Task brief:
Nothing should differ. Repeat every record as written.

Records for this exercise Block Start

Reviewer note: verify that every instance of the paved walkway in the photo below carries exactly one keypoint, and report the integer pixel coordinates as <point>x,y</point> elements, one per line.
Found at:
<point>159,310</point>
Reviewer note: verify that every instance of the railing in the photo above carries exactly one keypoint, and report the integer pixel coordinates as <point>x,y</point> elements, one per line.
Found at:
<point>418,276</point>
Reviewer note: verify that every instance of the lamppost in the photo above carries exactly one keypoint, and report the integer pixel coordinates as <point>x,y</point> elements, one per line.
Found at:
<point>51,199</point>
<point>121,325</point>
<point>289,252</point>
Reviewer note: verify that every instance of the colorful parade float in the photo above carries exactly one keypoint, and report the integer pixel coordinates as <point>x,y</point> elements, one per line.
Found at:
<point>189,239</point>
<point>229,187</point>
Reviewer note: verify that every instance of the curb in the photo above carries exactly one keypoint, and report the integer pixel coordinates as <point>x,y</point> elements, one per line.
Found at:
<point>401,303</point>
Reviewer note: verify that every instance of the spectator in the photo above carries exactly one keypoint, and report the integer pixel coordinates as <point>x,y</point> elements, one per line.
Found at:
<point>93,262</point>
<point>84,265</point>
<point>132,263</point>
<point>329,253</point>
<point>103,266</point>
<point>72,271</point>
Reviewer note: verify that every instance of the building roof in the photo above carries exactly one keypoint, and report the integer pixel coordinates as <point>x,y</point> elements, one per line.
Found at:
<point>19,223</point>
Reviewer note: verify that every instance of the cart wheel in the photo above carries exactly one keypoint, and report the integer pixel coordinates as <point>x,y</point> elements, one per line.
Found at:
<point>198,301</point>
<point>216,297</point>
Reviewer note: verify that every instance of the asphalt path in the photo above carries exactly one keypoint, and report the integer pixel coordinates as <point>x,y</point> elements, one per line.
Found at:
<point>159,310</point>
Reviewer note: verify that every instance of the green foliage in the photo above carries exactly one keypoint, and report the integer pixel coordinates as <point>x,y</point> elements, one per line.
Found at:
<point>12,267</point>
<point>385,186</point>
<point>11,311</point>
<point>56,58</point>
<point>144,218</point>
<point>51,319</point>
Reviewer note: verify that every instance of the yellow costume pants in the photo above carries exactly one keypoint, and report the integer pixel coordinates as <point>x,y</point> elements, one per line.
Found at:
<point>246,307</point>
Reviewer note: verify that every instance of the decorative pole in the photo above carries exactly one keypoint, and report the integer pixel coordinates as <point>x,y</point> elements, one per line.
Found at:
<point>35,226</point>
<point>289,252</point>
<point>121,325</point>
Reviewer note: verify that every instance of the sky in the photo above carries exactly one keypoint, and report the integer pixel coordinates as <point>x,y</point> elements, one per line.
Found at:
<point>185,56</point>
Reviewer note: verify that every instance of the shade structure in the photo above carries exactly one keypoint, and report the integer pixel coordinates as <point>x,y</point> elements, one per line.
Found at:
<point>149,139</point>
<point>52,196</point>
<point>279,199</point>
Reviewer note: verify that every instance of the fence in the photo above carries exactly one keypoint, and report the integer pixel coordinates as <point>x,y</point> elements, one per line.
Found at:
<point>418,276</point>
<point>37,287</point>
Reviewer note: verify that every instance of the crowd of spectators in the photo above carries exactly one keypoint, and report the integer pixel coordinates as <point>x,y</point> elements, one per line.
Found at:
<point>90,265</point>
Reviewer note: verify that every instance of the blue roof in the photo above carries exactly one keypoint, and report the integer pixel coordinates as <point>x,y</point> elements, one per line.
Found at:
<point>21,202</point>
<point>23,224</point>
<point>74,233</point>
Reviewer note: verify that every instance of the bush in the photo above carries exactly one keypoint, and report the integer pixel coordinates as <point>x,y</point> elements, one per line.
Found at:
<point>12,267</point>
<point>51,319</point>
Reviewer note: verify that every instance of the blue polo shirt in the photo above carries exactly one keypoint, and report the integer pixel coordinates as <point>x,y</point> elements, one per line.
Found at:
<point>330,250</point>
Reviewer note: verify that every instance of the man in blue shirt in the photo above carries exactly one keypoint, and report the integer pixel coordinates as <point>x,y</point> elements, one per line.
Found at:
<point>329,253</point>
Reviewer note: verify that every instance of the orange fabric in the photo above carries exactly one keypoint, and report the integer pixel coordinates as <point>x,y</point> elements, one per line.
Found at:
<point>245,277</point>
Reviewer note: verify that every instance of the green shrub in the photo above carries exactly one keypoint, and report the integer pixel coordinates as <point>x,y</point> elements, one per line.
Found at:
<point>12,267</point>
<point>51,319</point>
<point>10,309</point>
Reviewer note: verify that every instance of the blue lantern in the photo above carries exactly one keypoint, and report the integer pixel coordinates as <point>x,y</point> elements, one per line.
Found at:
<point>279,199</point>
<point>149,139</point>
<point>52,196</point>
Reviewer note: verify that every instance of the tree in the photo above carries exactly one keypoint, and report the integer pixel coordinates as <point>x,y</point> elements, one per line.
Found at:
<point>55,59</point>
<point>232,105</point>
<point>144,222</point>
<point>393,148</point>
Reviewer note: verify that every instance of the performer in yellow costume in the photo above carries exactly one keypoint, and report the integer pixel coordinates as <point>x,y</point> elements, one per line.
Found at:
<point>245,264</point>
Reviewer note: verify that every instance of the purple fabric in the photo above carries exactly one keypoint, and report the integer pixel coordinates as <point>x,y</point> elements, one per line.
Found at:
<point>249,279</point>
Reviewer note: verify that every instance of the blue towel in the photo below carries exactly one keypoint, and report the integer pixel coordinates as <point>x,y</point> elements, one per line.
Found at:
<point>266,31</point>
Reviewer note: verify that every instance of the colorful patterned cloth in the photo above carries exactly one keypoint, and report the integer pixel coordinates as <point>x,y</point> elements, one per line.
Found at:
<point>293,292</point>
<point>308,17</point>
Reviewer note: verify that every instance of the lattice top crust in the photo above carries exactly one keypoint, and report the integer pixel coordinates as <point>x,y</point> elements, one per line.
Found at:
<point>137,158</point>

Records for this exercise Block End

Task answer:
Reviewer note: verify that every instance of the paved walkway in the photo below carries exactly one keypoint, and report the integer pixel coordinates as <point>x,y</point> elements, one per line.
Found at:
<point>159,310</point>
Reviewer note: verify that every instance of the railing in the photo above carries exactly one keypoint, and report the integer pixel coordinates as <point>x,y</point> elements, one per line.
Found at:
<point>418,276</point>
Reviewer note: verify that every instance of the lamppost in the photo above carries exactly one keypoint, and report the integer pixel coordinates as <point>x,y</point> elements, one per line.
Found at:
<point>51,199</point>
<point>121,325</point>
<point>289,252</point>
Reviewer note: verify that every instance of the colorful parade float in the photo above carries exactly one keypoint, and report the integer pixel coordinates as <point>x,y</point> elements, one per line.
Found at:
<point>189,239</point>
<point>229,187</point>
Reviewer note: verify that every instance of the curb in the photo above carries exactly one keypoint, and report the integer pixel coordinates as <point>x,y</point> elements, one per line.
Found at:
<point>401,303</point>
Reviewer note: verify that every instance of the spectator in the photo above carries exactly one keypoint, and report the integer pixel coordinates as <point>x,y</point> elements, one per line.
Found at:
<point>93,262</point>
<point>84,265</point>
<point>132,263</point>
<point>329,253</point>
<point>103,266</point>
<point>72,271</point>
Reviewer note: verify that every instance of the building roof in the photo above carries exactly one keypoint, and report the integer pixel coordinates as <point>x,y</point> elements, one per line.
Found at:
<point>19,223</point>
Reviewer note: verify that every instance of the cart wheel in the photo above carries exactly one keypoint, and report the integer pixel coordinates as <point>x,y</point> elements, one per line.
Found at:
<point>198,301</point>
<point>216,297</point>
Reviewer note: verify that every instance of the asphalt path in the photo above carries exactly one keypoint, and report the integer pixel coordinates as <point>x,y</point> elements, one per line.
Found at:
<point>159,310</point>
Reviewer note: verify that every instance of the green foliage in the photo above carries exactly one keypoint, and report the integer pixel coordinates as <point>x,y</point> elements, one per line.
Found at:
<point>12,267</point>
<point>385,186</point>
<point>11,311</point>
<point>56,58</point>
<point>144,218</point>
<point>51,319</point>
Reviewer note: verify that every instance of the yellow costume pants in the photo above carries exactly one keypoint, and report the integer pixel coordinates as <point>x,y</point> elements, one per line.
Found at:
<point>246,307</point>
Reviewer note: verify that every instance of the decorative pole in the photo above carries exactly one keypoint, and report the integer pixel coordinates as <point>x,y</point> elements, one per line.
Found at:
<point>35,226</point>
<point>289,252</point>
<point>121,325</point>
Reviewer note: verify that every instance of the sky in the photo above carries exactly one keypoint, and report the integer pixel coordinates as <point>x,y</point> elements, one per line.
Found at:
<point>185,56</point>
Reviewer note: verify that every instance of the shade structure in the photo above carries exactly one keypoint, and report the integer pixel coordinates as <point>x,y</point> elements, one per line.
Found at:
<point>149,139</point>
<point>52,196</point>
<point>279,199</point>
Reviewer note: verify that every instance of the fence in the photo above carries exactly one keypoint, and report the integer pixel coordinates as <point>x,y</point> elements, one per line.
Found at:
<point>418,276</point>
<point>37,287</point>
Reviewer note: verify that every instance of the crowd of spectators in the photo above carries exactly one keypoint, and report the integer pixel coordinates as <point>x,y</point> elements, one per line.
Found at:
<point>90,265</point>
Reviewer note: verify that every instance of the blue roof in the photo above carries exactly one keypoint, and report the integer pixel coordinates as <point>x,y</point> elements, one per line.
Found at:
<point>21,202</point>
<point>23,224</point>
<point>74,233</point>
Reviewer note: verify that every instance of the bush in the photo above carries exactly one keypoint, and report the integer pixel coordinates as <point>x,y</point> elements, one per line.
Found at:
<point>12,267</point>
<point>51,319</point>
Reviewer note: verify that every instance of the blue polo shirt in the photo above carries exactly one keypoint, and report the integer pixel coordinates as <point>x,y</point> elements, one per line.
Found at:
<point>330,250</point>
Reviewer note: verify that every instance of the man in blue shirt in the photo above carries exactly one keypoint, and report the integer pixel coordinates as <point>x,y</point> elements, one per line.
Found at:
<point>329,253</point>
Reviewer note: verify that every instance of the orange fabric in the photo above carries exactly one keypoint, and report the integer pixel coordinates as <point>x,y</point> elements, one per line.
Found at:
<point>245,277</point>
Reviewer note: verify that every instance of the green shrub in the photo above carries exactly one keypoint, and report the integer pixel coordinates as <point>x,y</point> elements, one per line.
Found at:
<point>12,267</point>
<point>51,319</point>
<point>10,309</point>
Reviewer note: verify that every instance of the blue lantern in the photo above carries exactly one keypoint, and report the integer pixel coordinates as <point>x,y</point> elements, one per line.
Found at:
<point>279,199</point>
<point>149,139</point>
<point>52,196</point>
Reviewer note: verify that every instance of the tree in the photo above carries exactly one keypoint, and report the integer pixel coordinates as <point>x,y</point> elements, one per line.
Found at:
<point>55,59</point>
<point>232,105</point>
<point>144,222</point>
<point>393,148</point>
Reviewer note: verify that every instance of the performer in yellow costume in the photo above carries exactly one keypoint, and report the integer pixel coordinates as <point>x,y</point> elements, one per line.
Found at:
<point>245,264</point>
Reviewer note: verify that every instance of the purple fabric in the photo above carries exactly one keypoint, and report the integer pixel coordinates as <point>x,y</point> elements, one per line.
Found at:
<point>249,279</point>
Reviewer note: verify that every instance of the blue towel in the photo below carries exactly one keypoint, and report the integer pixel coordinates as <point>x,y</point> elements, one per line.
Found at:
<point>266,31</point>
Reviewer note: verify that every instance of the colorful patterned cloth in the photo above carries exactly one keypoint, and report the integer pixel coordinates as <point>x,y</point> elements, one per line.
Found at:
<point>293,292</point>
<point>308,17</point>
Reviewer note: verify that every instance of the lattice top crust in the photo above carries exactly one keypoint, and report the integer pixel coordinates as <point>x,y</point> elements, one per line.
Found at:
<point>137,158</point>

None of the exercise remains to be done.